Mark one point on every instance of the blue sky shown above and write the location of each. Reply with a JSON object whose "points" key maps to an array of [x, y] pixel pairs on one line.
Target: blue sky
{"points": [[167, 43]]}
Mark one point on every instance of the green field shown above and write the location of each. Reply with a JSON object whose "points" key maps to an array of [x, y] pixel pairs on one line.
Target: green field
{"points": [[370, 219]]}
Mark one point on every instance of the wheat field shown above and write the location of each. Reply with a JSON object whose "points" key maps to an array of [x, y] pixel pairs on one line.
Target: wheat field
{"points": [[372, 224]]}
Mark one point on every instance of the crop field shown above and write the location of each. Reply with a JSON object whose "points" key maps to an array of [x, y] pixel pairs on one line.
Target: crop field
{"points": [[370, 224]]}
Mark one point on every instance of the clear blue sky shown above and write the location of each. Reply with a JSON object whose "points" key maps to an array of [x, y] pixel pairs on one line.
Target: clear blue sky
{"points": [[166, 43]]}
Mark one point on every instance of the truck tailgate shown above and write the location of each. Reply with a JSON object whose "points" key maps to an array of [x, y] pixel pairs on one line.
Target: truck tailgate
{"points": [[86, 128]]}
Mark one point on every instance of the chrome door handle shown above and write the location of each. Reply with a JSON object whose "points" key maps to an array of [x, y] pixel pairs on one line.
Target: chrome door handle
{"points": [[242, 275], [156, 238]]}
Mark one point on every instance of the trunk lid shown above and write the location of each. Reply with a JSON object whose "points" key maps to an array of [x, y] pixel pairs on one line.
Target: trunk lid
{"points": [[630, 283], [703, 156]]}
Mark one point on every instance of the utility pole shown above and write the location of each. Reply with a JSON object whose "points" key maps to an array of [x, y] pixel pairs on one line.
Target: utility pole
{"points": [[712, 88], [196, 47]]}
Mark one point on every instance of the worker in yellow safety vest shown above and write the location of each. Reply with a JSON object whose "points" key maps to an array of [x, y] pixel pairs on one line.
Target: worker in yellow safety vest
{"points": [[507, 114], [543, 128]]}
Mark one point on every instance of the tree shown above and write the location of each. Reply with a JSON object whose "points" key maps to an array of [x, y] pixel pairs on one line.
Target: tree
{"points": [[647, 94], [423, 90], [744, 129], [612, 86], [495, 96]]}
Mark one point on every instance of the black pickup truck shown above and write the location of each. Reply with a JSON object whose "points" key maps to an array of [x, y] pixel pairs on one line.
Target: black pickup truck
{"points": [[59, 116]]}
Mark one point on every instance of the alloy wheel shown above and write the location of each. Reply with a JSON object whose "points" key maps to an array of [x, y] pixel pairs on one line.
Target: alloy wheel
....................
What to work on:
Print every entry exactly as written.

Solution:
Mark one point on every instance of the blue sky shown above and write the location of each. Reply with a JSON object whose "points" key maps to an array of [x, y] pixel pairs on one line.
Target: blue sky
{"points": [[167, 43]]}
Mark one point on every instance of the green field shown above and write the location of each. Reply with a JSON object whose "points" key maps to an array of [x, y] pixel pairs on one line.
Target: green field
{"points": [[370, 219]]}
Mark one point on every instance of the wheat field shown above and write the location of each. Reply with a JSON object whose "points" key maps to an array of [x, y] pixel pairs on one line.
Target: wheat field
{"points": [[372, 224]]}
Mark one point on every instance of the crop field shown above and write the location of each. Reply with a JSON object whose "points" key maps to an array of [x, y] pixel pairs on one line.
Target: crop field
{"points": [[370, 224]]}
Mark one point on every instance of the clear blue sky shown above and write the location of each. Reply with a JSON object whose "points" key maps to an array of [x, y] pixel pairs on one line.
Target: clear blue sky
{"points": [[166, 43]]}
Mark one point on every instance of the truck tailgate shown above and write the location of each. Reply with a JSON object whose "points" key maps to an array of [x, y] pixel pairs on one line.
Target: truck tailgate
{"points": [[86, 128]]}
Mark one point on every instance of the chrome door handle shown above and write the location of each. Reply with a JSON object whose "points" key maps to an array of [x, y] pixel pairs on one line.
Target: chrome door handle
{"points": [[242, 275], [156, 238]]}
Mark one point on every instance of the trunk lid shown above and write the location of each. Reply with a JSON object whose "points" key maps to an array of [x, y] pixel pairs on one line.
Target: trunk lid
{"points": [[630, 283], [703, 156]]}
Mark one point on every instance of the utility pole shown above and write the location of each. Reply with a JSON object whose "points" key maps to an array of [x, y] pixel pairs on one line.
Target: utility pole
{"points": [[712, 88], [196, 47]]}
Mark one point on every instance of the worker in yellow safety vest shown above and write the location of each. Reply with a JSON object whose "points" key maps to an array of [x, y] pixel pairs on one line.
Target: worker in yellow safety vest
{"points": [[507, 114], [543, 128]]}
Mark one point on every instance of the tree shown above and write the location of each. Reply with a JSON object whose "points" key maps to an array of [x, y] pixel pairs on one line.
Target: tree
{"points": [[647, 94], [423, 90], [744, 129], [612, 86], [495, 96]]}
Mark one point on every instance of the black pickup truck shown above and write the location of each. Reply with a JSON object whose "points" key maps to an array of [x, y] pixel pairs on one line.
Target: black pickup truck
{"points": [[59, 116]]}
Mark one point on every instance of the alloy wheel shown above and write the location of each. Reply with a JSON object whose "points" key maps to an array of [x, y] pixel pairs on one line.
Target: alloy wheel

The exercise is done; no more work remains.